__Task description__
Please set down only the lines between the line containing "of the american" and the end of the records, inclusive, exactly as they stand.
BEGIN Given data
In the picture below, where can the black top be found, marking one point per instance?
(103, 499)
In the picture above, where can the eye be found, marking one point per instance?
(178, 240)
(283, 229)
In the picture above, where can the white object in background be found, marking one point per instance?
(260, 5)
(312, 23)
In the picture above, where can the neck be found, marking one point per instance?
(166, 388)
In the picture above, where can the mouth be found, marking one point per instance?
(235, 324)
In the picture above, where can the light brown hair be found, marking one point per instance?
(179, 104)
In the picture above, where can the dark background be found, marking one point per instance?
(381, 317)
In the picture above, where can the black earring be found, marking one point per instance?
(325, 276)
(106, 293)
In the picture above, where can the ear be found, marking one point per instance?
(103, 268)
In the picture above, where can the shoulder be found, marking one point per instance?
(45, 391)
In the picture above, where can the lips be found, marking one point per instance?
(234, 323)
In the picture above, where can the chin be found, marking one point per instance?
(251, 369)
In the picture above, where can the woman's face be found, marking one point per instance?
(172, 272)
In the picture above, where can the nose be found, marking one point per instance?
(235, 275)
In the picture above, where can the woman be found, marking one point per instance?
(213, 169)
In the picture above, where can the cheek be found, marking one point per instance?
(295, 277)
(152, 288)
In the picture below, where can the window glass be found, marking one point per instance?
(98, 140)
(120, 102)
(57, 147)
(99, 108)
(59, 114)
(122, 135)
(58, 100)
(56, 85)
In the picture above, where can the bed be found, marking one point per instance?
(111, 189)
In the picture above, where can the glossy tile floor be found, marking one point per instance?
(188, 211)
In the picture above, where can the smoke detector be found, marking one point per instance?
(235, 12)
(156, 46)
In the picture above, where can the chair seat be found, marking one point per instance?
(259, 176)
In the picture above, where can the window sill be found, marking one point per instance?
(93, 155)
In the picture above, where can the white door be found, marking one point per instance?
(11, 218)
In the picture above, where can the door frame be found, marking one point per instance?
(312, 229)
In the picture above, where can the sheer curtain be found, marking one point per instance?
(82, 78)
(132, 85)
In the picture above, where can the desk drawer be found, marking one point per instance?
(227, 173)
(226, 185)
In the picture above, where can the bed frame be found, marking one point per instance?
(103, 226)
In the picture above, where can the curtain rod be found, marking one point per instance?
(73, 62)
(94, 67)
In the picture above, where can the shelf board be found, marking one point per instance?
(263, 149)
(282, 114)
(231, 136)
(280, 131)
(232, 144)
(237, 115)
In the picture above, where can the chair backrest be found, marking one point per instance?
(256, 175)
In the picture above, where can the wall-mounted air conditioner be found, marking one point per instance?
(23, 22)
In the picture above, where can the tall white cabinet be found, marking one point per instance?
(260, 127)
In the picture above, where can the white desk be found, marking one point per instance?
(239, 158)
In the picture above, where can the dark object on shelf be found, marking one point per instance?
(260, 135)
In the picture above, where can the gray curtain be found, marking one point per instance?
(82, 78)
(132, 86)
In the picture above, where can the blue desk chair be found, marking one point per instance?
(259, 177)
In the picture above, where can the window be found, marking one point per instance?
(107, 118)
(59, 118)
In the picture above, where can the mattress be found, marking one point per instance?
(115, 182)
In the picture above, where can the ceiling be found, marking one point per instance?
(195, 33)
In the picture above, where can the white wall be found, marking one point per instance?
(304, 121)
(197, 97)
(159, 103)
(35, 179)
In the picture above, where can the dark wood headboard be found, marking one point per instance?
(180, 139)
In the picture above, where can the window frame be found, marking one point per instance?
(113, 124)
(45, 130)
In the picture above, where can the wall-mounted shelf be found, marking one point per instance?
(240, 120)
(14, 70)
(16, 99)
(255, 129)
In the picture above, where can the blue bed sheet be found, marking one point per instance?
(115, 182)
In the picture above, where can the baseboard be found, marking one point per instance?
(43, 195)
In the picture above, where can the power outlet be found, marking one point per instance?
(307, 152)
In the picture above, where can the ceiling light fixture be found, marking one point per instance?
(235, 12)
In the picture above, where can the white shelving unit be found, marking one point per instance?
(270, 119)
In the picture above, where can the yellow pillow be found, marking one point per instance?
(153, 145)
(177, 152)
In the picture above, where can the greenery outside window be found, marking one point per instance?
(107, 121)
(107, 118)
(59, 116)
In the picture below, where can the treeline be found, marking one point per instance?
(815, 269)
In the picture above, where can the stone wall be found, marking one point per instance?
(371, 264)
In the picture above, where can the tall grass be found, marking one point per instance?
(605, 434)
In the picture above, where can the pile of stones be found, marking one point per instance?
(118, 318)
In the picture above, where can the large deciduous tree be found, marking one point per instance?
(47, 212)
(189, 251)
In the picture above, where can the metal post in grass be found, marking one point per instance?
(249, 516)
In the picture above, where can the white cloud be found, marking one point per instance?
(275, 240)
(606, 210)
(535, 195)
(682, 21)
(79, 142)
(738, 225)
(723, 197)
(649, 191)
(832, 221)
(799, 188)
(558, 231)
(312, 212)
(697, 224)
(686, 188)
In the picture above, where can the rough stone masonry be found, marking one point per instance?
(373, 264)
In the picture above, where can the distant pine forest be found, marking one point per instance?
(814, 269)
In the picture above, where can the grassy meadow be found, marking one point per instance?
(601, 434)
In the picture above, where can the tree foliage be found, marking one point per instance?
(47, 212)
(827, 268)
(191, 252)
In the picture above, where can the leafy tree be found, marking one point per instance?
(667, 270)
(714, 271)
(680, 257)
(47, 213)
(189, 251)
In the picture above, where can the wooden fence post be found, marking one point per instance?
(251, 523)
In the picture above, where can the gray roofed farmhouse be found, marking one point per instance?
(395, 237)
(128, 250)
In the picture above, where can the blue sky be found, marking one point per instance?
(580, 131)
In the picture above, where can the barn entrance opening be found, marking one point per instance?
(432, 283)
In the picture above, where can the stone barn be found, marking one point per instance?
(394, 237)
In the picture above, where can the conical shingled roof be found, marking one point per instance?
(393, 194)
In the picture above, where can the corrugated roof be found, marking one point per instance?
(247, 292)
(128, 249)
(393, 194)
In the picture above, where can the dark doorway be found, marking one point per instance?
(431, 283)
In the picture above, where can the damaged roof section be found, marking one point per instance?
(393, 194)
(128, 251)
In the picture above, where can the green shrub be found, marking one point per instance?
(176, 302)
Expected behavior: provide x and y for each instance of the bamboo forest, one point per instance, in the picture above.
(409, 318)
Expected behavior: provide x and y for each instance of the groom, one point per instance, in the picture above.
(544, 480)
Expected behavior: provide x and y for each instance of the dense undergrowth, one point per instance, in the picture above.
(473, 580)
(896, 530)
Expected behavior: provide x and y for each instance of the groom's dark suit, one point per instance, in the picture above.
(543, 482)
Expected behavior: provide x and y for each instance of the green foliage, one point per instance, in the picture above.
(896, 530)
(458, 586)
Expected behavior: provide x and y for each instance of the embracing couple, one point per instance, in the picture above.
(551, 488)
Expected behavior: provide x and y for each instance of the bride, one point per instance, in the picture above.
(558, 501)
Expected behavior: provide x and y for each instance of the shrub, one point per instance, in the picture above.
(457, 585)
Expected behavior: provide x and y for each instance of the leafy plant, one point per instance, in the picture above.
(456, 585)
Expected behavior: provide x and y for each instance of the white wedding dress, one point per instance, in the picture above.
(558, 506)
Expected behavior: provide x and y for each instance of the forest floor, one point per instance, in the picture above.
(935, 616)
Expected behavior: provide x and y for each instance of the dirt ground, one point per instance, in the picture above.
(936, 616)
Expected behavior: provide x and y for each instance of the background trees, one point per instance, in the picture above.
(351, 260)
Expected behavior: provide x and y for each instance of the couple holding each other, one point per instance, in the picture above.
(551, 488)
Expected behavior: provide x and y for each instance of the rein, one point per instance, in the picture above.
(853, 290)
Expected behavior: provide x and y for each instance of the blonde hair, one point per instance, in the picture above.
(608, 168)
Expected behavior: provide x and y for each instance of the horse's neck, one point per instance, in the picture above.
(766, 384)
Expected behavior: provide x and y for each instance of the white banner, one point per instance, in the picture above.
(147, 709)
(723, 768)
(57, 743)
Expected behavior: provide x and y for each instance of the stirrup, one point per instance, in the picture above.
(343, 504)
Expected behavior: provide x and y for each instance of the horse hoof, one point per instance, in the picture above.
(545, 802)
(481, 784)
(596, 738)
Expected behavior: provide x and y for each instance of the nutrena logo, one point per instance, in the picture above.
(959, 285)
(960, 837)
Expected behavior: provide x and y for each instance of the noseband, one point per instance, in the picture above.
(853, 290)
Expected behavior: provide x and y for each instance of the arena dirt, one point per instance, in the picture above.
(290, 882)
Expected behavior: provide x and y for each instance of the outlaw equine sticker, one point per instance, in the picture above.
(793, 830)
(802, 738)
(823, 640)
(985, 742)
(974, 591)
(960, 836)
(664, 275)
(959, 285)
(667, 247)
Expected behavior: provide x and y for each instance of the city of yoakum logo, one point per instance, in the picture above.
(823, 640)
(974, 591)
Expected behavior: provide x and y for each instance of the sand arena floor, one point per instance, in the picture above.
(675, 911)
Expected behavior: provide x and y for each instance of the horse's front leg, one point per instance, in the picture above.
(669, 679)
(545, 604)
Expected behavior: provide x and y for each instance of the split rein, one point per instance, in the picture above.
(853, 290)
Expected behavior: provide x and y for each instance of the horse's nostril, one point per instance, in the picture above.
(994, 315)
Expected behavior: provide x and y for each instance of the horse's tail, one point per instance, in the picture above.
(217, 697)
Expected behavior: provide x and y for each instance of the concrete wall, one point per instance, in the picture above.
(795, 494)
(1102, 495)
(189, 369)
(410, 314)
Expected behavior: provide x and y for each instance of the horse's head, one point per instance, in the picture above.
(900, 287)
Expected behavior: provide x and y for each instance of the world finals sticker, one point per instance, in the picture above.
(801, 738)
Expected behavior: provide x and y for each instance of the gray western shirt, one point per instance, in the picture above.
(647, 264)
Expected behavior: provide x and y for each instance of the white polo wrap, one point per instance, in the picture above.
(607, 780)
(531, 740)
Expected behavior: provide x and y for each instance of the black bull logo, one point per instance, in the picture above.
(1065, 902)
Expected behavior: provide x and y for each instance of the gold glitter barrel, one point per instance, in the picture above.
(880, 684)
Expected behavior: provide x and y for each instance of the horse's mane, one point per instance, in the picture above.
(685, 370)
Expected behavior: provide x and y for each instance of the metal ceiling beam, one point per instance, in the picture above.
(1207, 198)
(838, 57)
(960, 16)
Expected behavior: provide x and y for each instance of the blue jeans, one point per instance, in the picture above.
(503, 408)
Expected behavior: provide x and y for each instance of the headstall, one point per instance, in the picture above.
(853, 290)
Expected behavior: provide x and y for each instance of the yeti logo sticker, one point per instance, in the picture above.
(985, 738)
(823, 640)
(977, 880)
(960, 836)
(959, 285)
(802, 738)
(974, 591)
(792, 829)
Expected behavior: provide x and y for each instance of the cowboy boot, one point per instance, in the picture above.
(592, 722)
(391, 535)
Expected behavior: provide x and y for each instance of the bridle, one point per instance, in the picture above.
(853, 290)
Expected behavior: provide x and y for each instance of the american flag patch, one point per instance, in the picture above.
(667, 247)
END Given data
__Task response__
Expected behavior: provide x and y for each instance of the american flag patch, one point per instance, in the picture above.
(667, 247)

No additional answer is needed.